[Records from a data collection]
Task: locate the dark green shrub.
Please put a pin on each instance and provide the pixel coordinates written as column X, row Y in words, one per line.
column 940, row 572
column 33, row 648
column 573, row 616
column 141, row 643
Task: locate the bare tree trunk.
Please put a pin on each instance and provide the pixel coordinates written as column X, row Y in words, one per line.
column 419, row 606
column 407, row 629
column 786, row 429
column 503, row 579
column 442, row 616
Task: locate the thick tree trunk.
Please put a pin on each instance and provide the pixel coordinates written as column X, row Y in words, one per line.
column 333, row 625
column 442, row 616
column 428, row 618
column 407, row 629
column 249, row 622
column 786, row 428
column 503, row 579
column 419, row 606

__The task__:
Retype all the data verbatim.

__Result__:
Task: locate the dark green shrub.
Please put a pin on each instance and provide the pixel coordinates written as column X, row Y in words, one per line.
column 940, row 572
column 33, row 648
column 573, row 616
column 141, row 643
Task: locate the bare tree trunk.
Please put a pin on each instance and provide the pixel coordinates written as column X, row Y in words, one per line.
column 419, row 606
column 407, row 629
column 786, row 429
column 503, row 579
column 442, row 616
Task: locate the thick tree trunk.
Please put a pin on each instance and provide the pixel coordinates written as column X, row Y in words, one per line.
column 333, row 625
column 442, row 616
column 428, row 618
column 407, row 629
column 249, row 622
column 786, row 428
column 503, row 579
column 419, row 606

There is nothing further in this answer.